# Trecho fornecido

A ditadura militar foi claramente anticatólica, apesar da enorme contribuição que a Igreja Católica dera para a concretização do golpe de Estado com as rumorosas Marchas da Família com Deus pela Liberdade, um clamor de multidões na rua em favor da deposição do presidente Goulart. Tanto a Igreja Católica quanto as igrejas protestantes estavam interiormente divididas, parcelas das próprias hierarquias sensibilizadas pela miséria, pelas injustiças, pela falta de liberdade, pelo colonialismo. Nascia já em meados dos anos cinquenta uma visão moral e religiosa da política, que teria repercussões na África e na América Latina. A Confederação Evangélica do Brasil chegara a lançar um documento sobre “A Responsabilidade Social das Igrejas”, um apelo a que seus fiéis abandonassem o confinamento em que viviam, nas respectivas igrejas, alheias aos sindicatos e à política.

# Tarefa 1
Reescreva os registros, começando no primeiro e terminando na linha que contém "258,637 -> 704,896", com "find-objects" trocado por "detect-objects" e todo o resto inalterado.
Os registros não guardam nenhuma relação com o trecho.

# Materiais fornecidos
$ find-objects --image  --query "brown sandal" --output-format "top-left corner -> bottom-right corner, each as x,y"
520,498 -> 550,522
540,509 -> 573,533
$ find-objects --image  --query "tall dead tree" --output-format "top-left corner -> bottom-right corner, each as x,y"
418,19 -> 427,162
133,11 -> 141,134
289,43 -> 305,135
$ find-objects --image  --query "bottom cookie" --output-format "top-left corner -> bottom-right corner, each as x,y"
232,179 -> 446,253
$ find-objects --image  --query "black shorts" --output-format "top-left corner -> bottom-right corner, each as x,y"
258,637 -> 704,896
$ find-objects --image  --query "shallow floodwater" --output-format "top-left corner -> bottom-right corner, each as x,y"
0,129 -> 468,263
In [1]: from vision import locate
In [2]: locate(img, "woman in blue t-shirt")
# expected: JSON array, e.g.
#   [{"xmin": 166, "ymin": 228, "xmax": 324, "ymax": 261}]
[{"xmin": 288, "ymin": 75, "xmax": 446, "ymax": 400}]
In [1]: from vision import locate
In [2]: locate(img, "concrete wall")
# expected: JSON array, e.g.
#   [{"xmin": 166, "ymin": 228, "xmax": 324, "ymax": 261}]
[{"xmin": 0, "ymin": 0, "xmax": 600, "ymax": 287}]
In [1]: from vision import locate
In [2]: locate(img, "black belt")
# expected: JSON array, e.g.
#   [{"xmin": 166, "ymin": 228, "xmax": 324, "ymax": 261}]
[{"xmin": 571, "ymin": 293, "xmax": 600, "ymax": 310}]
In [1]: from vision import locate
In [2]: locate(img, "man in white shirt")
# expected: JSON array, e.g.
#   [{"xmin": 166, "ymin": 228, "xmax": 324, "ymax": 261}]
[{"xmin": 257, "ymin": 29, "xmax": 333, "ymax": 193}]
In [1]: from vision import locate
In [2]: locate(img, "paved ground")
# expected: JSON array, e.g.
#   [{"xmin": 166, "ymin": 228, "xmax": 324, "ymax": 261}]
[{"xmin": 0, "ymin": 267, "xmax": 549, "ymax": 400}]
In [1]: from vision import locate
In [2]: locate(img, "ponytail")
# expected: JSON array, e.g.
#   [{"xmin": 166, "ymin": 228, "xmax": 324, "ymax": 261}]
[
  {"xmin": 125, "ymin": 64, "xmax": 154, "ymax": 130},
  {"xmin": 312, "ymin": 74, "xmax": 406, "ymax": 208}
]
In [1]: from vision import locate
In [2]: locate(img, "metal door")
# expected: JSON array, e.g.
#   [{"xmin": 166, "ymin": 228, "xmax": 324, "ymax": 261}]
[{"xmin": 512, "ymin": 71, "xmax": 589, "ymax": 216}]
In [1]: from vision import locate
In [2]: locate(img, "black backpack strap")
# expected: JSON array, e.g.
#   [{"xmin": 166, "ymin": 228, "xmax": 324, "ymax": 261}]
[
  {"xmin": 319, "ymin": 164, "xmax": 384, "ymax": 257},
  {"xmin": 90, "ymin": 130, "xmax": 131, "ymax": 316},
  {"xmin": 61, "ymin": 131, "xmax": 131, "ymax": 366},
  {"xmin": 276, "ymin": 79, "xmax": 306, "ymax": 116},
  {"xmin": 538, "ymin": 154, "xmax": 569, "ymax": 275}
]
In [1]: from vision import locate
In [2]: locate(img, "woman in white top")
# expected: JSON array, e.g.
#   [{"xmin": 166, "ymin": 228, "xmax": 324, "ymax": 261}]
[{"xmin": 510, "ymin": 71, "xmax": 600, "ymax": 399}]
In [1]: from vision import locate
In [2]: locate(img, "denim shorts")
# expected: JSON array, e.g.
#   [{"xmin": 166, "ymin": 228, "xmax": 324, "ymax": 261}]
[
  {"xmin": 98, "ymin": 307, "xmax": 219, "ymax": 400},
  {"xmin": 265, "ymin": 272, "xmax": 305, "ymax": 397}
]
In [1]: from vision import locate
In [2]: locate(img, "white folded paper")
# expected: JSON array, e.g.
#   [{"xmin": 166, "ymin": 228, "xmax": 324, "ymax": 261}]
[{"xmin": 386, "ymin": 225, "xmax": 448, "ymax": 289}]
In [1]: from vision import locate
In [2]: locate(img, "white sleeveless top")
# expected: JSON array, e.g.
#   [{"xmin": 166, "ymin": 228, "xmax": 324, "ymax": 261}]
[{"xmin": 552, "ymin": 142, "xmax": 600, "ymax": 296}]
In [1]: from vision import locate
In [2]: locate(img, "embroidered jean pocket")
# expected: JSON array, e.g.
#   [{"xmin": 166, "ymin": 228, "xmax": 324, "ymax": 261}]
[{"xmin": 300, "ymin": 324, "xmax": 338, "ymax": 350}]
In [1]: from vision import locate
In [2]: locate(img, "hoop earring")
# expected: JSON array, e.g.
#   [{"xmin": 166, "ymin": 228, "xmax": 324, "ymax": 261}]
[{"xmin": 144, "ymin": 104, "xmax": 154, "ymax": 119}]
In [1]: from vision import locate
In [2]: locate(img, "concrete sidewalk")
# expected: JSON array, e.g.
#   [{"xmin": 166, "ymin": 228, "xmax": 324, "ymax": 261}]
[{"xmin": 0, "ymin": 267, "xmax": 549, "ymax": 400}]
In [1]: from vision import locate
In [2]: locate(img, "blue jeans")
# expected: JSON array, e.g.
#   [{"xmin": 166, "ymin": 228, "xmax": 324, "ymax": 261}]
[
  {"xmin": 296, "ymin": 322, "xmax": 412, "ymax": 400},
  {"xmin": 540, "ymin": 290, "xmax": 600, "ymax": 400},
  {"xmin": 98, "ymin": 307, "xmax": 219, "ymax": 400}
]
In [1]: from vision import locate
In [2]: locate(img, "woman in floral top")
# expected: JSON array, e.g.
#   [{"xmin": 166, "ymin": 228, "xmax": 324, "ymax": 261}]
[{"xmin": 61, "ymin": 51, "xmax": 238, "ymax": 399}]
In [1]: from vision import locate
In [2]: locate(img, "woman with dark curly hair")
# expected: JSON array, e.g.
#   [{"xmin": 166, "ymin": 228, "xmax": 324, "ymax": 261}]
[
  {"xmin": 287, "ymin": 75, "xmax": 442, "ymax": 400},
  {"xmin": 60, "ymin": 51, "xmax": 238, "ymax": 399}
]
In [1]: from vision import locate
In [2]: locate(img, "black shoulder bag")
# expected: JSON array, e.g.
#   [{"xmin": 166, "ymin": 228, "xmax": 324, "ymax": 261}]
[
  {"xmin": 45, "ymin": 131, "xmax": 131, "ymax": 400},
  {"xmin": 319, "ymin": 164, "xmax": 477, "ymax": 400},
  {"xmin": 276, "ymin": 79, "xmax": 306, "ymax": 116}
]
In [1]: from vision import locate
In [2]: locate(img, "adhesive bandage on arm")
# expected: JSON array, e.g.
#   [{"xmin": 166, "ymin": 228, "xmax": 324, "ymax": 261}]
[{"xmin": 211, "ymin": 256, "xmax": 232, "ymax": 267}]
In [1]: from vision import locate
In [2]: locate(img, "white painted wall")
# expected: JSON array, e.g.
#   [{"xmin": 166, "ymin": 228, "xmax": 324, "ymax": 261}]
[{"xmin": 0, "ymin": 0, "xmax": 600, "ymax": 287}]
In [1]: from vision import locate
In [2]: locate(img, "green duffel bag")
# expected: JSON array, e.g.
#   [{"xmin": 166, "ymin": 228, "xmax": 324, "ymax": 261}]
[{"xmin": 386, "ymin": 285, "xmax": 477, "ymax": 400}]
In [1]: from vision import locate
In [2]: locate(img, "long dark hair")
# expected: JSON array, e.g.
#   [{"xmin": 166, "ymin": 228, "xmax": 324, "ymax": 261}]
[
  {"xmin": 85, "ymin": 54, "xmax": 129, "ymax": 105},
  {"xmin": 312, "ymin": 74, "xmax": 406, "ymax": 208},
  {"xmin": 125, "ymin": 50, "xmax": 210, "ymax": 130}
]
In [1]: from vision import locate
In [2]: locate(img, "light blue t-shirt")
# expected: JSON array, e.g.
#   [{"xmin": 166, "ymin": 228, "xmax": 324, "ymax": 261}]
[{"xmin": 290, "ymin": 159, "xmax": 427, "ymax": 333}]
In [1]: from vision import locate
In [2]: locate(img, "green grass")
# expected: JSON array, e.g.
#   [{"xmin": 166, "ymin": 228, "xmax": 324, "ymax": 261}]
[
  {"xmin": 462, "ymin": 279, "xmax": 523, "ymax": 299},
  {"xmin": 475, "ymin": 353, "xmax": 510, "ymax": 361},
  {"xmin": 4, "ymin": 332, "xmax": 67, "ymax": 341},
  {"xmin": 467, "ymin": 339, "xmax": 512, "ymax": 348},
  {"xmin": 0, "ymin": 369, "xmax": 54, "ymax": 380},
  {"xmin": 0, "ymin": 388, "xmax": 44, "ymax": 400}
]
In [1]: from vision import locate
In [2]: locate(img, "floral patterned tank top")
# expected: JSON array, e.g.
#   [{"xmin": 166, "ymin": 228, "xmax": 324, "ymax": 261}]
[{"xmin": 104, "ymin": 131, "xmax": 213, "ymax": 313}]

# Tarefa 2
Dê continuidade ao trecho sobre a ditadura militar e as igrejas no Brasil, a partir da última frase apresentada.

# Resposta 1
$ detect-objects --image  --query "brown sandal" --output-format "top-left corner -> bottom-right corner, each as x,y"
520,498 -> 550,522
540,509 -> 573,533
$ detect-objects --image  --query "tall dead tree" --output-format "top-left corner -> bottom-right corner, each as x,y"
418,19 -> 427,162
133,11 -> 141,134
289,43 -> 305,135
$ detect-objects --image  --query "bottom cookie" --output-format "top-left corner -> bottom-right corner, each as x,y"
232,179 -> 446,253
$ detect-objects --image  --query "black shorts" --output-format "top-left corner -> bottom-right corner, each as x,y"
258,637 -> 704,896

# Resposta 2
Mesmo naqueles em cuja boca o discurso era radical, a demanda social e política, no fundo era conformista. A demanda de reforma agrária embutia uma demanda de extensão dos direitos trabalhistas ao campo. O que aparecia como luta pelo socialismo, era na verdade uma luta pela superação capitalista do capitalismo retrógrado e colonial. Pouco tempo depois do golpe, veio ao Brasil para uma conferência na Fiesp o subsecretário de Estado americano, Walt Rostow. Sua conferência foi para defender a melhora no nível de renda da população rural pobre para que houvesse uma ampliação significativa do mercado interno, o único modo de incrementar a industrialização do País. Ora, isso não era muito diferente do que as esquerdas haviam defendido antes do golpe. A diferença estava na organização política da mudança e não na mudança pretendida. As esquerdas, com Jango, queriam isso e queriam uma reforma agrária. A ditadura também.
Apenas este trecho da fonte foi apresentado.